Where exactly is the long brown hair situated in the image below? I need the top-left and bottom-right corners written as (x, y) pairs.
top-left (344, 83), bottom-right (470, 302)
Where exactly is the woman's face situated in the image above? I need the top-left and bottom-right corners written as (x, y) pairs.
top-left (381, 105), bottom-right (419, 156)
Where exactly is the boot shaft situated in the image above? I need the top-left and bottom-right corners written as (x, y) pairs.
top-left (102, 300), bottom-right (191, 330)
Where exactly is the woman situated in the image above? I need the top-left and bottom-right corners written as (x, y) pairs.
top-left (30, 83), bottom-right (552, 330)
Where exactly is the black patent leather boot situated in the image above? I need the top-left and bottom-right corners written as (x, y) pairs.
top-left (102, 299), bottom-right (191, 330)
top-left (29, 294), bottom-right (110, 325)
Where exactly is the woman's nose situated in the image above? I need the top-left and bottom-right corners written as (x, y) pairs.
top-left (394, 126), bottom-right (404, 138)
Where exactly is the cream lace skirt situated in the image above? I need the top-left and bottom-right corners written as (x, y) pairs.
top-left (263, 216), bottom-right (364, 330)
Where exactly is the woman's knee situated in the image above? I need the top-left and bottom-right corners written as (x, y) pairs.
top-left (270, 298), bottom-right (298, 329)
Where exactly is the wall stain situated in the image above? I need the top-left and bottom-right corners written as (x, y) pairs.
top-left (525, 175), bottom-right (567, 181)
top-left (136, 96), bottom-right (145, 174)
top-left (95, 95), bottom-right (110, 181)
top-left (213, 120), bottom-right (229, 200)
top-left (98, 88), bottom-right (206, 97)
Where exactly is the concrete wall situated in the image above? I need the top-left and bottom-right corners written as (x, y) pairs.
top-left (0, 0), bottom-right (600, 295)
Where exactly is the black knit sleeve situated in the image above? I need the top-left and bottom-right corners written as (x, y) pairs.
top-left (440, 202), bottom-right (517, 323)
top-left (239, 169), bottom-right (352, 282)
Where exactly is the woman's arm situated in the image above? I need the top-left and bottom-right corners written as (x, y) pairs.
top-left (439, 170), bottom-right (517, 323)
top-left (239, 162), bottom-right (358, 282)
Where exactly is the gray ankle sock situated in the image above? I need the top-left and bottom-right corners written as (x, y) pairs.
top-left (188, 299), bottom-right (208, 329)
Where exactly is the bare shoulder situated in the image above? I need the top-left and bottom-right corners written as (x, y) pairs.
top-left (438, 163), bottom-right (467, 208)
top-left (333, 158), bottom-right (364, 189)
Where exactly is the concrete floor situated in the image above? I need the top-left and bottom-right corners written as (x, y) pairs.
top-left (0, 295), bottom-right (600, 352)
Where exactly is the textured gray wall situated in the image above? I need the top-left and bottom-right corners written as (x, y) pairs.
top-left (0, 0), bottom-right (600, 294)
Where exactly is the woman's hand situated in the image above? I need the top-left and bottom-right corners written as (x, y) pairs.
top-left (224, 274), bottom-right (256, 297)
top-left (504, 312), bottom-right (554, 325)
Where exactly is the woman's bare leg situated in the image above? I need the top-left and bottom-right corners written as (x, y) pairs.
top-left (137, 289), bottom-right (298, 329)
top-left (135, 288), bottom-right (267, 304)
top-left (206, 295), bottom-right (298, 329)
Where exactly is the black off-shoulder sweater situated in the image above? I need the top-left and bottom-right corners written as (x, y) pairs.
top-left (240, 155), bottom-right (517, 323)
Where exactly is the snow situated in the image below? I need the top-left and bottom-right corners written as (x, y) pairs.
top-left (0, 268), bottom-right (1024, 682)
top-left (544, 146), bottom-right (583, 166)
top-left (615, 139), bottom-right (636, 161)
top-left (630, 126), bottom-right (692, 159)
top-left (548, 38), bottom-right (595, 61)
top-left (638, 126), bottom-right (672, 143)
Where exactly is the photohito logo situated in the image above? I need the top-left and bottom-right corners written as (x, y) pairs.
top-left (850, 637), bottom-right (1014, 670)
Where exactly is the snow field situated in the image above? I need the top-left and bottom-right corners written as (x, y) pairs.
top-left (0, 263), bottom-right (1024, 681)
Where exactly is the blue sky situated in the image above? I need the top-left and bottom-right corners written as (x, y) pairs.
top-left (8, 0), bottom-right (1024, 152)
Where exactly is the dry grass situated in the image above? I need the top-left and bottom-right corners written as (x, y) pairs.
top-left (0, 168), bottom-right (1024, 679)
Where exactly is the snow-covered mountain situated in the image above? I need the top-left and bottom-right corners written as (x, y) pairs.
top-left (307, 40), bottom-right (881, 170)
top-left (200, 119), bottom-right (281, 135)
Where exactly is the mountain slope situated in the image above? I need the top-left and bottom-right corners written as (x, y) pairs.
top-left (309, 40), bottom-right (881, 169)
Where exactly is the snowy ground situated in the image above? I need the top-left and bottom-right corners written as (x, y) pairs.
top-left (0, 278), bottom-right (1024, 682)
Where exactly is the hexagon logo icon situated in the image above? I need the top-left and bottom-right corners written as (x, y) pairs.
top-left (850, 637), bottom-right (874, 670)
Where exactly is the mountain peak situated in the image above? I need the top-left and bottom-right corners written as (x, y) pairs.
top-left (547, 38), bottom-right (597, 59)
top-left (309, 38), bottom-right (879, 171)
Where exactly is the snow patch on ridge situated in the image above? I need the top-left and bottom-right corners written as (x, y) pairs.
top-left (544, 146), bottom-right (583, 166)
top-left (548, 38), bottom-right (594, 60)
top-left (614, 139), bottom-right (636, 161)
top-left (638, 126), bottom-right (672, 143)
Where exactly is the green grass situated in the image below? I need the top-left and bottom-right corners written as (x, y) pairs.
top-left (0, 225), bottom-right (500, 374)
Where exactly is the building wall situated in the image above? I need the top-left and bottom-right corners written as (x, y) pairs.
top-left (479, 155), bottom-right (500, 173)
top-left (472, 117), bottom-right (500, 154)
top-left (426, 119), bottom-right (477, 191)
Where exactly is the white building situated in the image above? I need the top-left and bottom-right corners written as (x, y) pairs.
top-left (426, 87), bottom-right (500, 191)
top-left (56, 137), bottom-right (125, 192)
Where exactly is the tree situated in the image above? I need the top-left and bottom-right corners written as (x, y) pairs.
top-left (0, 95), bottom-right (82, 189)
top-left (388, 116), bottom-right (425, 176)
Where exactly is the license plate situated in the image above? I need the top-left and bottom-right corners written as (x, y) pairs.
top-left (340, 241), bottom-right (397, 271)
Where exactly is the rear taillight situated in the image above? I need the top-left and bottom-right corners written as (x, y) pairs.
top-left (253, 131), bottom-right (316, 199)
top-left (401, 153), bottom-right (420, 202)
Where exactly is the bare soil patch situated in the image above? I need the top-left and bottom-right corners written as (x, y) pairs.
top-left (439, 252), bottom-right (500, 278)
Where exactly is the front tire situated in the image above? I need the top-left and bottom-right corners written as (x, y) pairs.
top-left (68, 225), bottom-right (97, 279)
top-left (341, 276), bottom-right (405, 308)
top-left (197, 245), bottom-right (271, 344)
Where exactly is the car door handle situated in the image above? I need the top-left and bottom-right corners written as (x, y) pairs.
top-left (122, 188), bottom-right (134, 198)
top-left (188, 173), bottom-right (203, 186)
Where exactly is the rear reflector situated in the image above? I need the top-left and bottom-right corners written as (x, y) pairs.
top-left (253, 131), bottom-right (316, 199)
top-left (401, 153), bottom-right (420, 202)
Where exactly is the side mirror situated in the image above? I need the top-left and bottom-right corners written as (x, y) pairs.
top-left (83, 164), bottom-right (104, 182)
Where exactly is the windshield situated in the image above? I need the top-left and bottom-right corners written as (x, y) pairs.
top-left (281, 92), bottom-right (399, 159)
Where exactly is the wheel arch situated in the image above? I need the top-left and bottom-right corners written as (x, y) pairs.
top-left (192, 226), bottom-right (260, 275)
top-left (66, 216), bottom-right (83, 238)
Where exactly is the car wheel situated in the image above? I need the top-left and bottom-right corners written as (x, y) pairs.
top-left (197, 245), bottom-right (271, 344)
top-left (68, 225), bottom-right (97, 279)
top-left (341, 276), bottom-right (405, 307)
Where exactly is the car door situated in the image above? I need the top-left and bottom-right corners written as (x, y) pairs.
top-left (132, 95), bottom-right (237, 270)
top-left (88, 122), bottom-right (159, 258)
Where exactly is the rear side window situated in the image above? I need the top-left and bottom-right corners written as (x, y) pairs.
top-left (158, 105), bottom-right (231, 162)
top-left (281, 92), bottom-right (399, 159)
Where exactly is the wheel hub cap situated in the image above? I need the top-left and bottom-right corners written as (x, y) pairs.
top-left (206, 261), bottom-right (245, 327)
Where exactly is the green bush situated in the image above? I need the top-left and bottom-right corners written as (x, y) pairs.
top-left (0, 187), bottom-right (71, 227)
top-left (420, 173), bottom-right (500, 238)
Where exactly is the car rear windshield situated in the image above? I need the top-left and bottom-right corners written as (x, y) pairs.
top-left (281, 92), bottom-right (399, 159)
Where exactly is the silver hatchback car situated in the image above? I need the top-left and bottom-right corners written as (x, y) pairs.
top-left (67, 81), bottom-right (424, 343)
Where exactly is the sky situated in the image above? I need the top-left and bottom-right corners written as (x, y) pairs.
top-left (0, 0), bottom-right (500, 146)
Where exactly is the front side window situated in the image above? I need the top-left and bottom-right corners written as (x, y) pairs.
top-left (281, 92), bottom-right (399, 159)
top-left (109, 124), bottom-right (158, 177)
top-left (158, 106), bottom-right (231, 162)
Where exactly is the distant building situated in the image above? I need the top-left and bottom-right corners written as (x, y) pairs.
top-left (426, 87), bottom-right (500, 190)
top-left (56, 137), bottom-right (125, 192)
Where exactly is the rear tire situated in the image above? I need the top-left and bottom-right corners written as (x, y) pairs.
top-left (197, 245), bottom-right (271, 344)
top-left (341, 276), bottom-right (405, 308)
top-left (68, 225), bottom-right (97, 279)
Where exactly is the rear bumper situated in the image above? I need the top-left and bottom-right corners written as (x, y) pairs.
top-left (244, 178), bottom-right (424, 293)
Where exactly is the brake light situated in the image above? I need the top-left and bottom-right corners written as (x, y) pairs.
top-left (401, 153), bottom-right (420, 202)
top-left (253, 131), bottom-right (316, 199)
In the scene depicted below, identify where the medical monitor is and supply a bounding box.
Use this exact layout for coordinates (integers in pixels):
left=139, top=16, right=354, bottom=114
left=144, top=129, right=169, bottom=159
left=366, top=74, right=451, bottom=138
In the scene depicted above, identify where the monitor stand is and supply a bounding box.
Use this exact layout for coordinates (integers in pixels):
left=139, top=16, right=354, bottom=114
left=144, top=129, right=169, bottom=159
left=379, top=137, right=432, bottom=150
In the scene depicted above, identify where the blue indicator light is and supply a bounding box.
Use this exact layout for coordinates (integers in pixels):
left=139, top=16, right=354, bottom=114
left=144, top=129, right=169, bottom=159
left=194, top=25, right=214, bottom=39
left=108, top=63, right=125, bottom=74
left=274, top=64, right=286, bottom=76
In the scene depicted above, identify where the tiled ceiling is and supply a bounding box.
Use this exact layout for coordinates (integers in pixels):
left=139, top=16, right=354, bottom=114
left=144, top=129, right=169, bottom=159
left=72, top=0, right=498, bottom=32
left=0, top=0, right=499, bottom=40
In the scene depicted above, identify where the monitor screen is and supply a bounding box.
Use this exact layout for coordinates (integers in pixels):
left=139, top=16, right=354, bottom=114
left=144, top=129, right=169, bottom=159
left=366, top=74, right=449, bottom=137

□ □ □

**DE OPDRACHT:** Geef de regels uit het materiaal hierboven weer als genummerde lijst en laat lege regels weg. Begin bij de regel met "Where exactly is the woman situated" en stop na de regel met "top-left (270, 298), bottom-right (298, 329)".

**UITKOMST OEFENING:**
1. Where exactly is the woman situated in the image above? I need the top-left and bottom-right corners written as (x, y) pairs.
2. top-left (30, 83), bottom-right (552, 330)
3. Where exactly is the black patent leather boot situated in the image above? I need the top-left and bottom-right corners written as (x, y) pairs.
4. top-left (102, 299), bottom-right (191, 330)
5. top-left (29, 294), bottom-right (110, 325)
6. Where exactly is the woman's nose situated in the image above? I need the top-left and bottom-right corners written as (x, y) pairs.
7. top-left (394, 126), bottom-right (404, 138)
8. Where exactly is the cream lace skirt situated in the image above? I need the top-left and bottom-right corners written as (x, y) pairs.
9. top-left (263, 216), bottom-right (364, 330)
10. Where exactly is the woman's knee situated in the image above? I need the top-left and bottom-right corners written as (x, y) pairs.
11. top-left (270, 298), bottom-right (298, 329)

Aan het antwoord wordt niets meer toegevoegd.